**Exercise directions:**
Copy out the rows again word for word, starting at the line that contains "drop a point: the man's rubber boot" and running through the end of the rows, with both of those lines included.

====== Material provided ======

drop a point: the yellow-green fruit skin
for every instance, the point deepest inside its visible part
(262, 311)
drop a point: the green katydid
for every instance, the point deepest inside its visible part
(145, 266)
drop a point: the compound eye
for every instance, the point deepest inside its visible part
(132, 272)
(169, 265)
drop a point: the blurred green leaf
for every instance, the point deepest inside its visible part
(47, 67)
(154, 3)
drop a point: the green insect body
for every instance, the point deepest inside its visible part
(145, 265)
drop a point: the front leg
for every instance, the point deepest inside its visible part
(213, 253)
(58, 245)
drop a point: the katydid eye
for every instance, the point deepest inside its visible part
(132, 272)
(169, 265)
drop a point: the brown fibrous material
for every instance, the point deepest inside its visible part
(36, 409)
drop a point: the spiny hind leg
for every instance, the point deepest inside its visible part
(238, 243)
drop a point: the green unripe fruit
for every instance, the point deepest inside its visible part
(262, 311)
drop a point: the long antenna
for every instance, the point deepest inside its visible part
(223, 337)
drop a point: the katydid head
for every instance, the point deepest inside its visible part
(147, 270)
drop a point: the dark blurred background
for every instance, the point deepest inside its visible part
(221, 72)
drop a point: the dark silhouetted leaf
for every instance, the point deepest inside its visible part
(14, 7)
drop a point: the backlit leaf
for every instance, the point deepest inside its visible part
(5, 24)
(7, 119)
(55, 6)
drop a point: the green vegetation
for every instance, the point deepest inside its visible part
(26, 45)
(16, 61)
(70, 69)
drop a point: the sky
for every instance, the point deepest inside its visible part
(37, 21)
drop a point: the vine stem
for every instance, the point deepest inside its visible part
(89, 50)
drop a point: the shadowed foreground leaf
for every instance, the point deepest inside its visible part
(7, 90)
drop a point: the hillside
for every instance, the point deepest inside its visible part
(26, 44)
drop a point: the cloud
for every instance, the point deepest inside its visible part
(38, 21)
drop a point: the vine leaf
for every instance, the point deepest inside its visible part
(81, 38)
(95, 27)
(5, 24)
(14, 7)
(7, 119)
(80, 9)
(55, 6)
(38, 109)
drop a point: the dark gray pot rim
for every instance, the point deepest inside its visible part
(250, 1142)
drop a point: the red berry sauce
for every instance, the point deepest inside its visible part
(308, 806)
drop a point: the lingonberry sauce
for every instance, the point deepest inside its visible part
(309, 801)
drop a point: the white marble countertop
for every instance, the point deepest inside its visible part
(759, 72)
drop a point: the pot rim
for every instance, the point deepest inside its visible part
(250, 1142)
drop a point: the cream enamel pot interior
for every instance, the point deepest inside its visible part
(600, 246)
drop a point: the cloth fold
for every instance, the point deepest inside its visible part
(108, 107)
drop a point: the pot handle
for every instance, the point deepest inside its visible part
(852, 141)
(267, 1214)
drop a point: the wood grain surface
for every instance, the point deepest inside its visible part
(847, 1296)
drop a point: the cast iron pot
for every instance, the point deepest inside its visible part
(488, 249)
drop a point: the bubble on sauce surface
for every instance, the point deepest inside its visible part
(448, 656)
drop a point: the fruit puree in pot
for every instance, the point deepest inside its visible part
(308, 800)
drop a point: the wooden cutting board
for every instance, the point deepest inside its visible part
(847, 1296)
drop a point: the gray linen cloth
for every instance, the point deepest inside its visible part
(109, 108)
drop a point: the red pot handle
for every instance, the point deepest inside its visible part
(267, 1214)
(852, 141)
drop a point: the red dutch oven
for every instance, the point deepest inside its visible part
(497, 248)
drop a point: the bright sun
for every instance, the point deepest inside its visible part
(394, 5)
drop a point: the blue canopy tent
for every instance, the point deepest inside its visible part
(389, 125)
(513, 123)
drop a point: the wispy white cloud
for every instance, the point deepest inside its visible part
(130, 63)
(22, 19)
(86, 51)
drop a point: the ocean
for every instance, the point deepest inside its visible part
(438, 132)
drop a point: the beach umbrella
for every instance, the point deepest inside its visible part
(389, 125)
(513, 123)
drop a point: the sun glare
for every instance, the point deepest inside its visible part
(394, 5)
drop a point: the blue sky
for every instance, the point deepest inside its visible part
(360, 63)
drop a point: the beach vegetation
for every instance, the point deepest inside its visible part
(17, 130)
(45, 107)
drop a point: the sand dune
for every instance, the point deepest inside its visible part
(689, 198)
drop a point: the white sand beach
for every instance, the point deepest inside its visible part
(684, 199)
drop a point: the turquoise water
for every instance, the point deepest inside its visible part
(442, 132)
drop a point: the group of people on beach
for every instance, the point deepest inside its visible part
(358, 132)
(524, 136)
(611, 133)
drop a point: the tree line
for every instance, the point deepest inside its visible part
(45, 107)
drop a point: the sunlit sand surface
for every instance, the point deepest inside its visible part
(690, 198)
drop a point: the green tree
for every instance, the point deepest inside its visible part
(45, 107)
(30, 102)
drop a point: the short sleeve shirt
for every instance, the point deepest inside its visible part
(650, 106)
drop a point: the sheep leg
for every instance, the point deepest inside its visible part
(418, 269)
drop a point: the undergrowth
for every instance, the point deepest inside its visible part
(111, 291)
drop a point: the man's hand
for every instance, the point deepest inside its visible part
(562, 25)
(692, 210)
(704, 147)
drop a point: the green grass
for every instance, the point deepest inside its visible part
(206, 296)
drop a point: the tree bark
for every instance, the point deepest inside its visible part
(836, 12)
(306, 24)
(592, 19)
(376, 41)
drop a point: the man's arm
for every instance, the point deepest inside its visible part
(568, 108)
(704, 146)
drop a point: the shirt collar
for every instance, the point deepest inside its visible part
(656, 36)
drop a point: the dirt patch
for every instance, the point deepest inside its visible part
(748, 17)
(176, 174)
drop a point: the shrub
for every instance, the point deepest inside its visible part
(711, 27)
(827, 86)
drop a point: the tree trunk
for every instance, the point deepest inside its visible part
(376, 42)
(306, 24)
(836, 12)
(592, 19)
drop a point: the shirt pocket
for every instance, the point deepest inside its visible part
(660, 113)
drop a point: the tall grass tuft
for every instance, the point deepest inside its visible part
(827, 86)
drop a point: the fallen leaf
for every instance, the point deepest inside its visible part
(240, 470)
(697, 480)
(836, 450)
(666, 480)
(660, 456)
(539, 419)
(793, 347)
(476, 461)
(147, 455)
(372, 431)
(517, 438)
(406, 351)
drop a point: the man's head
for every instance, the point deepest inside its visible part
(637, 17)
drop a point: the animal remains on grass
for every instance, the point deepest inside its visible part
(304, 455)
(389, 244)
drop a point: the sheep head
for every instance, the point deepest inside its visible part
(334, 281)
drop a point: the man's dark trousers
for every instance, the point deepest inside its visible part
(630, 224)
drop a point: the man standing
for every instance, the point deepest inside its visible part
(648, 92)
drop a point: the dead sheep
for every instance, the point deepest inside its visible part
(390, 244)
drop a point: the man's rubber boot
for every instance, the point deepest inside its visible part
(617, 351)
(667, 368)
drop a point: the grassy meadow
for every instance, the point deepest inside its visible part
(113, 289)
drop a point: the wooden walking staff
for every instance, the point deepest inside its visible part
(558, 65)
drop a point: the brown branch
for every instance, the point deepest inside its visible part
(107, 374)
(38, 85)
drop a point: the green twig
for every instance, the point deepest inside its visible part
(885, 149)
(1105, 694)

======

**Written solution:**
drop a point: the man's rubber boot
for every instance, the point deepest inside its visible part
(617, 351)
(667, 368)
drop a point: the grassy meadow
for every instance, the point deepest inside its visible part
(113, 289)
drop a point: the wooden walking staff
for every instance, the point deepest inside its visible part
(558, 65)
drop a point: the brown branch
for every instance, the point deepest inside its visible part
(107, 374)
(38, 85)
drop a point: the green twig
for every instance, the point deepest inside its visible part
(885, 149)
(1105, 694)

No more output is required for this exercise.